What you are asked to do:
According to the NavList post, how did a reader in Chicago end up reading a 1975 letter to the editor of the SMH? Answer in one to three sentences.

NavList:
A Community Devoted to the Preservation and Practice of Celestial Navigation and Other Methods of Traditional Wayfinding
From: Frank Reed
Date: 2010 Feb 1, 20:30 -0800
Peter, you asked:
"just how does someone from Chicago come to be reading the 1975 letters to the editor of the SMH?"
It's all google to me.
Go here:
http://news.google.com/archivesearch
And enter "sextant" and "navigation" in the search box. You get a nice bar graph showing the frequency of articles over time. If you dig down through the list, you can find all sorts of fascinating things including that smoggy letter.

Extracted material:
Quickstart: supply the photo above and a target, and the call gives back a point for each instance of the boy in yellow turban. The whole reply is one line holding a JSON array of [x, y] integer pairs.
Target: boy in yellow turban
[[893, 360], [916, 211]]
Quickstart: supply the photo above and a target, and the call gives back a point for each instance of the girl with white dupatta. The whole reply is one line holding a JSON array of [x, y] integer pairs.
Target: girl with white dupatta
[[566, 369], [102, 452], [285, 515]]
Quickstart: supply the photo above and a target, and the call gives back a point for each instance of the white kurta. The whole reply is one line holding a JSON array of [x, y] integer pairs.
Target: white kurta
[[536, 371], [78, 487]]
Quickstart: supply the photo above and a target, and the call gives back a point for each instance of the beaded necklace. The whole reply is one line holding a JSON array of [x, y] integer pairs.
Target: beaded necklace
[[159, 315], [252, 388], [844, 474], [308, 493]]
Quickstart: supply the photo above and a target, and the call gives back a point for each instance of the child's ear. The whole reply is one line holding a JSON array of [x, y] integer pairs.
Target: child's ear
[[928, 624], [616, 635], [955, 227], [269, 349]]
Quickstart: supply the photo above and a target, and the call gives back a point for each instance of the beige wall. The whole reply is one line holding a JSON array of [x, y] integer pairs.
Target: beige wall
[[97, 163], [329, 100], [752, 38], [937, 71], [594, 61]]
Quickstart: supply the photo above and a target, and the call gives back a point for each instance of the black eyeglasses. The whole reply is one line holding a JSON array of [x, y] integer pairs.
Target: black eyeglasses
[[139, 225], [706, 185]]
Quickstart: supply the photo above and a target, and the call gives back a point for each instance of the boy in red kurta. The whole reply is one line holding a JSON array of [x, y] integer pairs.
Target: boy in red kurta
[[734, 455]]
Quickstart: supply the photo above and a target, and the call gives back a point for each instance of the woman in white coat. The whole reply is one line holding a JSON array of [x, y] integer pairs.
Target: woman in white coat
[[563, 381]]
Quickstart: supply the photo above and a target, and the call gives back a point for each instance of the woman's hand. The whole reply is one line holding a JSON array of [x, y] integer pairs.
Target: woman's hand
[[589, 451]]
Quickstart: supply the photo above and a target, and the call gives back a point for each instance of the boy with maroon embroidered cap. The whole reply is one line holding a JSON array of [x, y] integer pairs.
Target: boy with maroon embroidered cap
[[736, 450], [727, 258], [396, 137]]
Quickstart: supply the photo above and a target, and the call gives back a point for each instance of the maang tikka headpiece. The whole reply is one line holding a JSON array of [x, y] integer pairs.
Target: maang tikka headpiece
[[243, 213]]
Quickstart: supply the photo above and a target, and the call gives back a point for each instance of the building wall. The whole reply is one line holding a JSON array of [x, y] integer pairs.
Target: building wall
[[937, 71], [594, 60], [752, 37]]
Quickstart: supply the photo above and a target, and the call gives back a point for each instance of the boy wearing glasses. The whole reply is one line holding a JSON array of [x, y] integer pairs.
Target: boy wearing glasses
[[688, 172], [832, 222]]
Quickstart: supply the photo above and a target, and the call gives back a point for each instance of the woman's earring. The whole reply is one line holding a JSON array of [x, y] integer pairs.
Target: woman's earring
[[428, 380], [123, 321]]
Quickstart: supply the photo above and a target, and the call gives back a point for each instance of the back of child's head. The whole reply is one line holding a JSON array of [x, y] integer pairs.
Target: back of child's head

Solution below:
He used Google's news archive search, entering "sextant" and "navigation" in the search box. Digging through the list of results turned up all sorts of things, including that smoggy letter.